▶ _Faz isto_
Reescreve o trecho do texto sobre violência doméstica desde "No primeiro semestre" até "há maior denúncia.", inclusive, pondo "entidade" no lugar de "instituição".
---------- Bloco de texto
Violência contra a mulher tende a subir

Um semestre violento em casa

No primeiro semestre deste ano, o Serviço de Investigação Criminal (SIC) registou 114 homicídios resultantes de violência doméstica. Sem especificar os géneros, aquela instituição garante que as mulheres são as maiores vítimas. No ano passado, o país registou mais de sete mil casos de violência doméstica.

Um semestre violento em casa
Conceição Nhanga

Conceição NhangaChefe do departamento de combate à violência doméstica do SIC

Os dados podem não espelhar a real dimensão do problema. São os números que chegam ao SIC porque há maior denúncia.

O número de mortes na sequência da violência doméstica tem vindo a crescer nos últimos tempos. Dados do Serviço de Investigação Criminal (SIC) mostram que, no ano passado, a violência doméstica fez 142 vítimas mortais. Até ao primeiro semestre deste ano, portanto, em apenas seis meses, os números disparam: 114 casos. As mulheres são as principais vítimas. O caso mais recente foi o de Carolina de Sousa, advogada, de 26 anos. Segundo a Angop, o marido confessou a autoria do crime, admitindo ter arremessado um bloco de cimento sobre a cabeça da esposa e, de seguida, ter colocado lixívia sobre o cadáver, antes de o esconder na fossa da própria casa. Uma suposta traição pode ter sido o motivo.
--------------------
---------- Registos
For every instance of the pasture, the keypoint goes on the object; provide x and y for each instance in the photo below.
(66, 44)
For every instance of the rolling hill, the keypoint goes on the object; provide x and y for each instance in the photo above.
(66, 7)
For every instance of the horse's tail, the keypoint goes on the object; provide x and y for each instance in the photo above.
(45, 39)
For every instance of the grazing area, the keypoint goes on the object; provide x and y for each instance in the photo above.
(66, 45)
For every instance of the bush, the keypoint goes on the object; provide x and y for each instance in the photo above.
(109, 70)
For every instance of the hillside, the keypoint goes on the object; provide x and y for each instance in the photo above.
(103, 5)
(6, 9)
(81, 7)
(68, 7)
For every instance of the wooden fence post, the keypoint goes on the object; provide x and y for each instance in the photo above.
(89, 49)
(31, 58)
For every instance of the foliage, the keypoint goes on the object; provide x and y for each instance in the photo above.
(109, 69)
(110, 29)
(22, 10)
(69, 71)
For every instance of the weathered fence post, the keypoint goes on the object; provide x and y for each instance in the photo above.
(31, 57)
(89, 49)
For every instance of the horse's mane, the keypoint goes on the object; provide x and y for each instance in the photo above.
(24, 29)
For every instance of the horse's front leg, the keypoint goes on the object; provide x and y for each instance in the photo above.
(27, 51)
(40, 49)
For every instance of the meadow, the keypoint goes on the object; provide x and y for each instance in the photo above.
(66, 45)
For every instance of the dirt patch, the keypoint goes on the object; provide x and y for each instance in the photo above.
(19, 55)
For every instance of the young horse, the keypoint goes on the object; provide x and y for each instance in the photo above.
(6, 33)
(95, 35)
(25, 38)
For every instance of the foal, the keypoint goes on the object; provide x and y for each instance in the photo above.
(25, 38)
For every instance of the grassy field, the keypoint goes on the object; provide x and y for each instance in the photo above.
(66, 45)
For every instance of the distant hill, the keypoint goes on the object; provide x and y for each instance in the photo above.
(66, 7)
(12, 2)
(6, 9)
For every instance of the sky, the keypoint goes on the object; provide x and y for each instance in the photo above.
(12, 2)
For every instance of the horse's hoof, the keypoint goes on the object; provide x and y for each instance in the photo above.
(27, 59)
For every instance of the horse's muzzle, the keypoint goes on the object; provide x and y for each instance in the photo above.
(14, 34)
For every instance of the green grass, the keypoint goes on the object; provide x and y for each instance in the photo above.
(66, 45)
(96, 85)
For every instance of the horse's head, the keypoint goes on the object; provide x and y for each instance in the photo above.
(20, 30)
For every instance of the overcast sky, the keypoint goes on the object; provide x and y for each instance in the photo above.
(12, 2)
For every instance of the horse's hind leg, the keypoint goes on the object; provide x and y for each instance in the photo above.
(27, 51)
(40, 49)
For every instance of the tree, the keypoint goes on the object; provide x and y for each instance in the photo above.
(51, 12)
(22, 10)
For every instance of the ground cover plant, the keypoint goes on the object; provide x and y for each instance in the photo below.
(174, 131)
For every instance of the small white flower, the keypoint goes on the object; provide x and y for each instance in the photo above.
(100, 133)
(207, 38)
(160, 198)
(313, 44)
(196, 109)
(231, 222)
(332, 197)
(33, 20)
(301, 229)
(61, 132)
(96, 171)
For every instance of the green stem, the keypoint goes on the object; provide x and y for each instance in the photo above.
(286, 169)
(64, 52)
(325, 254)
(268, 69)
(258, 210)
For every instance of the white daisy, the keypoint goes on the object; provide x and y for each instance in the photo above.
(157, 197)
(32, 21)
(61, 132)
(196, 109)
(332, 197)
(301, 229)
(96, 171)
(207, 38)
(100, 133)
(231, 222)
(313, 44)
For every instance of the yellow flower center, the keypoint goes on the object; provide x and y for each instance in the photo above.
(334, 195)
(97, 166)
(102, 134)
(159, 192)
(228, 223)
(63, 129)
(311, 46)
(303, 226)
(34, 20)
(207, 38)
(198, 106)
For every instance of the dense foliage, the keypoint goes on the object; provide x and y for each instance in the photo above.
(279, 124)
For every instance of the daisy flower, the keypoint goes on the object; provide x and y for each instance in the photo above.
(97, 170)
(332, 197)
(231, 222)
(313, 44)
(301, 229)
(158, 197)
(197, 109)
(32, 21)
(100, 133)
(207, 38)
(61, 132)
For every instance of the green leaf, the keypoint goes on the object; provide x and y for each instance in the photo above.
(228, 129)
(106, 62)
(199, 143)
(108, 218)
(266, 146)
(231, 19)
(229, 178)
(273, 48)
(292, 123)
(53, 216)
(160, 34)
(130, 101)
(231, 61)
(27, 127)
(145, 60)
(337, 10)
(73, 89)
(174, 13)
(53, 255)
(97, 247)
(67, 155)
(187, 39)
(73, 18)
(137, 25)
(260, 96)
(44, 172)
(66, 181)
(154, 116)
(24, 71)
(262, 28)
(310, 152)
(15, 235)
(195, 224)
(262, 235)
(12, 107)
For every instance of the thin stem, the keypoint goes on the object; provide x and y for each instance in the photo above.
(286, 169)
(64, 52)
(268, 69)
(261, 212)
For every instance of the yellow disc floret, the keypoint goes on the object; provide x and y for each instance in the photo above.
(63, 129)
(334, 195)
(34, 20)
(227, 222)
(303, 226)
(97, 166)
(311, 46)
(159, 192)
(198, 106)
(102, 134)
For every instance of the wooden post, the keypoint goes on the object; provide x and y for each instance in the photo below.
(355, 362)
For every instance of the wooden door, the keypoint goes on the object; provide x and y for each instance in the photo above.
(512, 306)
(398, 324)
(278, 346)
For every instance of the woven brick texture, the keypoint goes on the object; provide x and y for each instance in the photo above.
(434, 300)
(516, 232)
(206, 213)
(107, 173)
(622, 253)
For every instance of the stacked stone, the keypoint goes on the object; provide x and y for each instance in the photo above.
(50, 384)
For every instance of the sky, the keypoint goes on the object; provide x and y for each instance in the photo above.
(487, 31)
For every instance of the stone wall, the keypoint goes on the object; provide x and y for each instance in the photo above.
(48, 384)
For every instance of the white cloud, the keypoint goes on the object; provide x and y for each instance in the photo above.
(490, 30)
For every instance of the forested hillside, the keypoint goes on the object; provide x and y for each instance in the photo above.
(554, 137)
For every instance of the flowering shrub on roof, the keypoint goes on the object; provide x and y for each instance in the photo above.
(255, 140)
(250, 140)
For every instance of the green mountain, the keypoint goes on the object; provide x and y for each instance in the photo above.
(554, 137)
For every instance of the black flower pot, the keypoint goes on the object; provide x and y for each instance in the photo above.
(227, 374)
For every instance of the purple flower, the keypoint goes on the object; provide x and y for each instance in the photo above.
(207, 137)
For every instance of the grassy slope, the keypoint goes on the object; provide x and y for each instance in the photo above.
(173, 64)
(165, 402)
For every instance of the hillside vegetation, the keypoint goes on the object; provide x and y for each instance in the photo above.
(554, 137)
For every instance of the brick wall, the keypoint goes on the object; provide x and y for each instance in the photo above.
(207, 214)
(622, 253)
--------------------
▶ _Resultado do exercício_
No primeiro semestre deste ano, o Serviço de Investigação Criminal (SIC) registou 114 homicídios resultantes de violência doméstica. Sem especificar os géneros, aquela entidade garante que as mulheres são as maiores vítimas. No ano passado, o país registou mais de sete mil casos de violência doméstica.

Um semestre violento em casa
Conceição Nhanga

Conceição NhangaChefe do departamento de combate à violência doméstica do SIC

Os dados podem não espelhar a real dimensão do problema. São os números que chegam ao SIC porque há maior denúncia.